- Exercise goal
Look through the lines below; wherever the word "water" appears, copy that line.
Excerpted data: Begin
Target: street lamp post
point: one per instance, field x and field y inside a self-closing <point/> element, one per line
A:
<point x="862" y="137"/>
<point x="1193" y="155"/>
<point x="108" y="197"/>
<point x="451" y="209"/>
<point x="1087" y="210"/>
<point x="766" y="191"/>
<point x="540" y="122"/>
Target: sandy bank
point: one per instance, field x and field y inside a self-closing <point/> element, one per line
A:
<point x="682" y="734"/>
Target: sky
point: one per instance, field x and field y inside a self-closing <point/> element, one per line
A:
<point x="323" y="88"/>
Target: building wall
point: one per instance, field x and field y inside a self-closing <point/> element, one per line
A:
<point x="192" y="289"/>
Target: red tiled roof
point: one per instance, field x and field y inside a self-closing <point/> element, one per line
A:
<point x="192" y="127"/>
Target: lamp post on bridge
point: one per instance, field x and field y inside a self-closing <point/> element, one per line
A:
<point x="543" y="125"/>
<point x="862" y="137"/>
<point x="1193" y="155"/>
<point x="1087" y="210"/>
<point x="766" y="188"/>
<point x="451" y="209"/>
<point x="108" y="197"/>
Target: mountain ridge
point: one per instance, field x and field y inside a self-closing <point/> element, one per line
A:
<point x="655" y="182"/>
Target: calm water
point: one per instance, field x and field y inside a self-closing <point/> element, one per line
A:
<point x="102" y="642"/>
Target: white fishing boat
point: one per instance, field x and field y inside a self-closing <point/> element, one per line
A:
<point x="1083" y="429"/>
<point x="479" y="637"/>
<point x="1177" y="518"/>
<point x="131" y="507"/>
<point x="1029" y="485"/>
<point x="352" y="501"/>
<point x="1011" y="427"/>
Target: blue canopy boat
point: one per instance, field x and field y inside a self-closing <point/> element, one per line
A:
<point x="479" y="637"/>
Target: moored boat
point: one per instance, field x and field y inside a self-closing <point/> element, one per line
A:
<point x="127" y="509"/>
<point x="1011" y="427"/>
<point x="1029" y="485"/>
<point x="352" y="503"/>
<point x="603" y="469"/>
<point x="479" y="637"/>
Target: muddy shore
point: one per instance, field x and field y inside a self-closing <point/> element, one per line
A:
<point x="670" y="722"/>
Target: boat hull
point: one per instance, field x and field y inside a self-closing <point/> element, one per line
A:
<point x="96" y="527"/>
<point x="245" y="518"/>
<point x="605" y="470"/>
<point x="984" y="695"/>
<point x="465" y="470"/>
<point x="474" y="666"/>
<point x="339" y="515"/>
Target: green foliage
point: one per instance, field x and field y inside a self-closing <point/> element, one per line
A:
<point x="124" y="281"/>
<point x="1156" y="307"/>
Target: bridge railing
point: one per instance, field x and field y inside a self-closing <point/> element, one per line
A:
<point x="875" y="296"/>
Excerpted data: End
Excerpted data: Begin
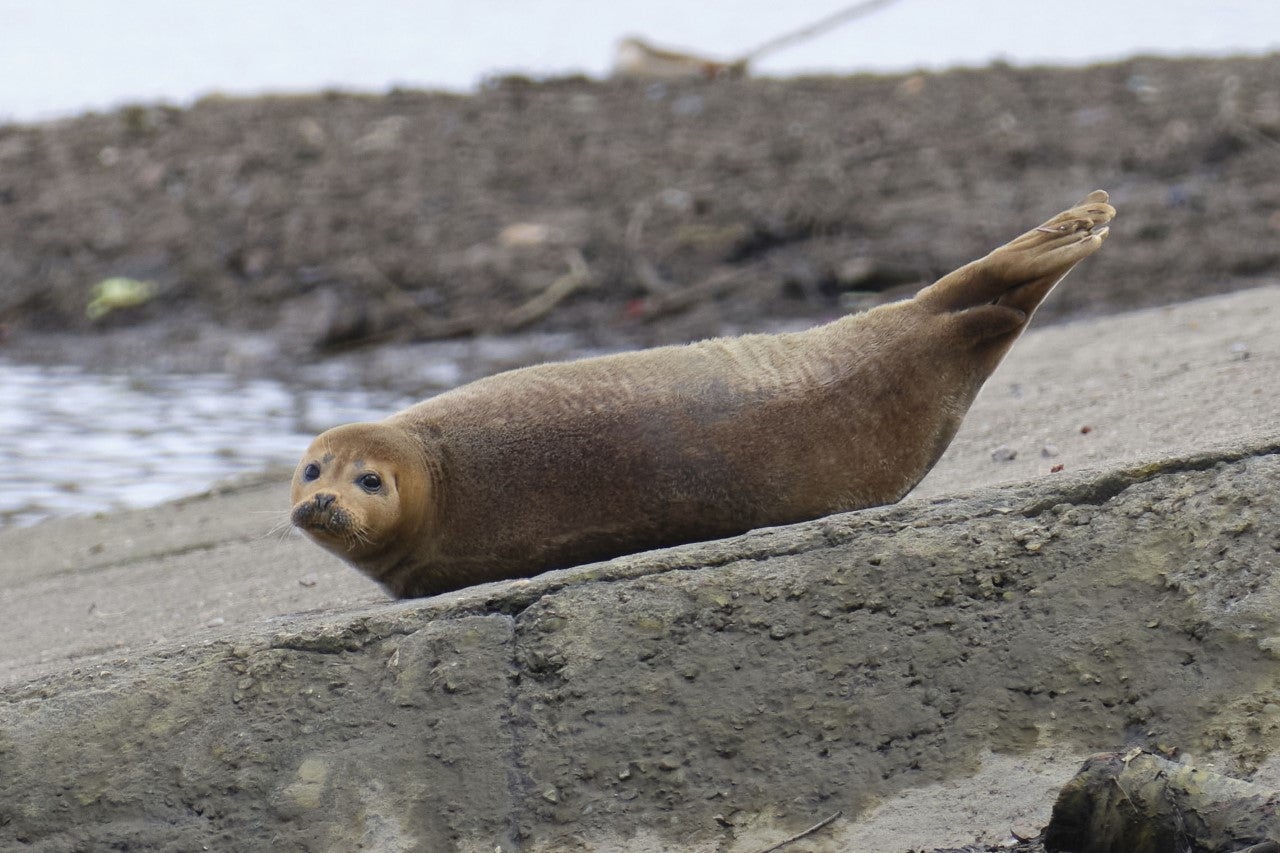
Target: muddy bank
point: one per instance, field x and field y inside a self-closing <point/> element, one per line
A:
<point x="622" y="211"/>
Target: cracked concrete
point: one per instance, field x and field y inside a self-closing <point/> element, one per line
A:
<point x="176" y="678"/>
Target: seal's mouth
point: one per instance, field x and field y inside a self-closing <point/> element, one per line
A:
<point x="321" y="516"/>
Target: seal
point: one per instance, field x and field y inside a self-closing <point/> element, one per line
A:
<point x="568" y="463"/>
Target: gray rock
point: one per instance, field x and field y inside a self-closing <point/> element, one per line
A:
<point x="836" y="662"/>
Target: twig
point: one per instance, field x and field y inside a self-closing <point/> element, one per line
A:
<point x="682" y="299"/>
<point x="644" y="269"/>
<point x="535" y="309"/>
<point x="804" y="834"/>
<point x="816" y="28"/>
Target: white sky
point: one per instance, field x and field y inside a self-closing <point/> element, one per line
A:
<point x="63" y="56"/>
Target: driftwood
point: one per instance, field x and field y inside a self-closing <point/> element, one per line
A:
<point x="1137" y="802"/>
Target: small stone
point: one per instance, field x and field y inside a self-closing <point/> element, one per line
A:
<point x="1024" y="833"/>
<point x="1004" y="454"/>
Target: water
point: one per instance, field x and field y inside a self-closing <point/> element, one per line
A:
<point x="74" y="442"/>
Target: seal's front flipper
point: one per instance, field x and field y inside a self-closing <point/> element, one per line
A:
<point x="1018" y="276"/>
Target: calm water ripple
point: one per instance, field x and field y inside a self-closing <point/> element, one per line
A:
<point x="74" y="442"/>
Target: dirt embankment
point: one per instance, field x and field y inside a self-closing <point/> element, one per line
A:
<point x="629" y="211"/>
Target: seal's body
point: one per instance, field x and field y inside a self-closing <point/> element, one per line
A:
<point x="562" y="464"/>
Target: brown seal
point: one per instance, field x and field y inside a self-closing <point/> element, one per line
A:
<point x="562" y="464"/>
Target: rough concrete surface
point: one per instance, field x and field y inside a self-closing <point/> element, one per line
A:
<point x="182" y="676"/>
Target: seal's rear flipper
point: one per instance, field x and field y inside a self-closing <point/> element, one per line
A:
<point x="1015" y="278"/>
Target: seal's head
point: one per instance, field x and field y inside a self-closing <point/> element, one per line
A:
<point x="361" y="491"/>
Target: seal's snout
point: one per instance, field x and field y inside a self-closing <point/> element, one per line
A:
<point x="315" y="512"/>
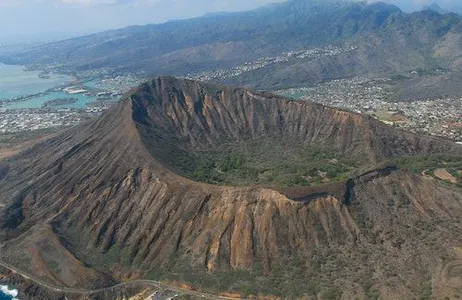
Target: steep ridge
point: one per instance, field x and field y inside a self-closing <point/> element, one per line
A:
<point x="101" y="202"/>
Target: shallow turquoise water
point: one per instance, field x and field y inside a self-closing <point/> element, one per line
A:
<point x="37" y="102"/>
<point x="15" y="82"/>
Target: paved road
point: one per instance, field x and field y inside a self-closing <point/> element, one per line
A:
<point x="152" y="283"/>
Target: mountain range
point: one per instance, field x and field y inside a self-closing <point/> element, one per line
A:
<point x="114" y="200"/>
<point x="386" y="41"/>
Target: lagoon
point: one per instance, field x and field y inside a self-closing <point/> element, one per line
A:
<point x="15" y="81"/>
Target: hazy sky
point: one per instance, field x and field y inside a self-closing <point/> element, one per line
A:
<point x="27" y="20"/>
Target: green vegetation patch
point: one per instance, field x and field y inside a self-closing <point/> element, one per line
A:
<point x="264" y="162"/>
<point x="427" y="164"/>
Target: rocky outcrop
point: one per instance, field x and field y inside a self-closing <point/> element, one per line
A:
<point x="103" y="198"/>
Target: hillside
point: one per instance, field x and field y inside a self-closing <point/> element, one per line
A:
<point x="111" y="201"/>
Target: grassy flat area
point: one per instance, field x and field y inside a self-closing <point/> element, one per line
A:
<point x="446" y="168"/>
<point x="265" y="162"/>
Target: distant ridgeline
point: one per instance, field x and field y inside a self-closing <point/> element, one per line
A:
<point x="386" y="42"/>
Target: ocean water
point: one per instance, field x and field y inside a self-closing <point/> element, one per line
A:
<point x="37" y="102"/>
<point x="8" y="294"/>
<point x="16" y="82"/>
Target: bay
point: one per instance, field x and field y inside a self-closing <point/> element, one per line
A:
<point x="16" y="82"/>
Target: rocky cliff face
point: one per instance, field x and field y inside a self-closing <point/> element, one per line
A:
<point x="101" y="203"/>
Excerpted data: End
Excerpted data: Begin
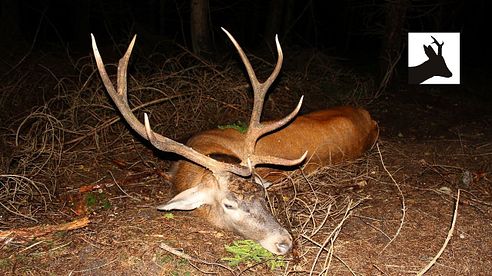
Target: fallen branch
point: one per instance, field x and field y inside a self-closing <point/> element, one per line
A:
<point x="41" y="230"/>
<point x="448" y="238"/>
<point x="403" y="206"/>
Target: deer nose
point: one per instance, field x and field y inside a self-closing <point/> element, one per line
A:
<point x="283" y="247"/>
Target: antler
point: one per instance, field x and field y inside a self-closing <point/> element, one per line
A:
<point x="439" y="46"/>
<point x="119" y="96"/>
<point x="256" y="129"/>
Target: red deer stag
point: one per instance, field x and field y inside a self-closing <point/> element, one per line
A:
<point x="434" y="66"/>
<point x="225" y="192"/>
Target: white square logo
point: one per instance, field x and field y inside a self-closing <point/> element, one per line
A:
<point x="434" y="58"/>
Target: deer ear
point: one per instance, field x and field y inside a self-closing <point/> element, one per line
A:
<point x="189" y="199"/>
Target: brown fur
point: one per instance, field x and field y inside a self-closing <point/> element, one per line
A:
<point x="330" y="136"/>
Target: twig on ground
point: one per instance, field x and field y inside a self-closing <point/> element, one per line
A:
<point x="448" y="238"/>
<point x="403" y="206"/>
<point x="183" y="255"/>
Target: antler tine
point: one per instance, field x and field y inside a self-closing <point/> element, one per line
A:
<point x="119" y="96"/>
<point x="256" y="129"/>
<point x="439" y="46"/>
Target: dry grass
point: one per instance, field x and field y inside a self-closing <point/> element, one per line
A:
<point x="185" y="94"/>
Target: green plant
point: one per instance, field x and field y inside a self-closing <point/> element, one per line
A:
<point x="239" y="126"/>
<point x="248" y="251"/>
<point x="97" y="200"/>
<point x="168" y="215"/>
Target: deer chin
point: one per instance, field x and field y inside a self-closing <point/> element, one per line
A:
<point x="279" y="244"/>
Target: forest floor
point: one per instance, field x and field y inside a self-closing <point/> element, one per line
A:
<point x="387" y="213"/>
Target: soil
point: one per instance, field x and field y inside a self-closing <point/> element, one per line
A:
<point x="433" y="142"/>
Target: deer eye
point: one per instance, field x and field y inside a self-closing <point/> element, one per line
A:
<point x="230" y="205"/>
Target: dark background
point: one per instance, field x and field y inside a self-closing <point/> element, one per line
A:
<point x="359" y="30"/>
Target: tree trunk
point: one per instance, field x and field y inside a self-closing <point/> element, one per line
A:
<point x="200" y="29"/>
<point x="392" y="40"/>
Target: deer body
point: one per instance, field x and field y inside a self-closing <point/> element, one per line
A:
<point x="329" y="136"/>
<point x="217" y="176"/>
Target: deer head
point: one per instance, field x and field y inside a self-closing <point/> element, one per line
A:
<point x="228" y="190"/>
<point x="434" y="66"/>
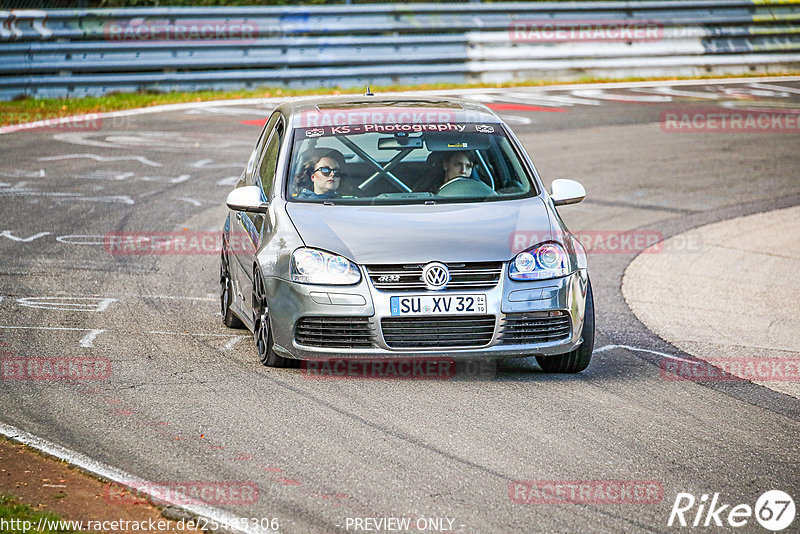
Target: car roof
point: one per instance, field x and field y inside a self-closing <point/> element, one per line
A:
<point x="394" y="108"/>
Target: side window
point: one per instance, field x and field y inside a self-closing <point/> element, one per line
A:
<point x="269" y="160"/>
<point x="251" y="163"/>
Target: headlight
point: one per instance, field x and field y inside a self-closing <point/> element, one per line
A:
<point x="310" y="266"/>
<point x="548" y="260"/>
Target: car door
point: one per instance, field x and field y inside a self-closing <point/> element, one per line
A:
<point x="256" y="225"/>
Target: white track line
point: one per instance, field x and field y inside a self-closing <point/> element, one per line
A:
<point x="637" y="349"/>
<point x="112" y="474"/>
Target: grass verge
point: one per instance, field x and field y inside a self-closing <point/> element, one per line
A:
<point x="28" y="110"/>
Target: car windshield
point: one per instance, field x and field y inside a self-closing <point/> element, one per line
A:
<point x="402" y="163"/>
Excerpted data: End
- Answer to this exercise
Target: calm water
Target: water
Target: calm water ripple
Target: shallow turquoise water
Target: ocean water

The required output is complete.